>>>

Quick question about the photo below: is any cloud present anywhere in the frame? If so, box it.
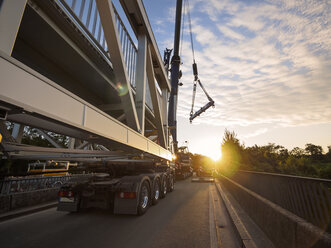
[178,0,331,128]
[243,128,268,139]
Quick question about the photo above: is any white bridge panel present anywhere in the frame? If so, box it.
[0,55,84,128]
[84,107,127,143]
[128,130,148,151]
[0,52,171,160]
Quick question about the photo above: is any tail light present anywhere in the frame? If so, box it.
[117,192,137,199]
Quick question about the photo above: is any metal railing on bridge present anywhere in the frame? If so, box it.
[55,0,153,110]
[0,174,90,196]
[231,171,331,232]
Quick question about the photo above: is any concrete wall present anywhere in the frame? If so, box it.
[220,176,331,248]
[0,189,58,213]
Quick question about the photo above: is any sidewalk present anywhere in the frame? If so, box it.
[215,179,274,248]
[0,201,57,222]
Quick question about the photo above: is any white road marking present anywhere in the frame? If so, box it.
[209,185,218,248]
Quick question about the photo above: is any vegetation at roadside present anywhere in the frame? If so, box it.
[217,130,331,179]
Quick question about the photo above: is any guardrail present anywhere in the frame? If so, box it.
[0,174,90,196]
[231,171,331,232]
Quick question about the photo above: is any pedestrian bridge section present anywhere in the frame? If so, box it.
[0,0,171,160]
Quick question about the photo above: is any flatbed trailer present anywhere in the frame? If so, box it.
[57,161,175,215]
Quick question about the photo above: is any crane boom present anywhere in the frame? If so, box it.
[168,0,183,153]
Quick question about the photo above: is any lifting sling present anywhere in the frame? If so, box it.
[184,0,215,123]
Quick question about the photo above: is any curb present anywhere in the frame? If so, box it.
[215,179,257,248]
[0,201,57,222]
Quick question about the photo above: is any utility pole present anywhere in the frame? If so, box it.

<<<

■ REQUIREMENT
Rewrite all the records above, changing "frame" to "image" and keeping everything else the same. Omit the pictures.

■ SOLUTION TO THIS PROBLEM
Quick question about the photo below: is any cloud present anywhere in the image? If so, box it.
[178,0,331,128]
[243,128,268,139]
Quick question about the photo above: is any white bridge panel present anywhere in the image? If so, box it.
[0,55,84,128]
[84,107,127,143]
[128,130,148,151]
[0,52,171,160]
Quick question about the photo above: is any tail light present anywhere in the image? If so, box it.
[117,192,137,199]
Quick question about the photo above: is any metal railing on bridge present anywhere in the image? If so, box it.
[55,0,153,110]
[0,174,90,196]
[231,171,331,232]
Quick question about the photo above: is any concrete wall present anywhere in the image? If so, box it.
[220,176,331,248]
[0,189,58,213]
Quick question about the photo above: is any sidewalk present anywhere in the image? If so, box it.
[215,179,274,248]
[0,201,57,222]
Quick question about the photo above: is any white road marking present anywhere in the image? If so, box it.
[209,185,218,248]
Quick question about the photo above: is any vegetation at roadside present anywhere in the image? If so, box it.
[217,130,331,179]
Quick question about the photo above: is any guardrail present anywhere in the image? If so, box it.
[0,174,90,196]
[231,171,331,232]
Quick question about the photo above: is any pedestrian bridge section present anywhere in the image? If so, box it.
[0,0,171,160]
Quick question about the photo above: is any flatbed trailer present anywhere in the image? If so, box it.
[57,161,175,215]
Quick question about the photo above: is any crane boom present anywhere in the image? If so, box it.
[168,0,183,153]
Quick question about the photo above: is any lifting sling present anywhere in the image? If so, box it.
[184,0,215,123]
Quick question about the photo above: is any curb present anywhere in the image? If so, box it.
[215,179,257,248]
[0,201,57,222]
Quick question about the photo above: is any utility pole present anywhere in the image? If so, box it.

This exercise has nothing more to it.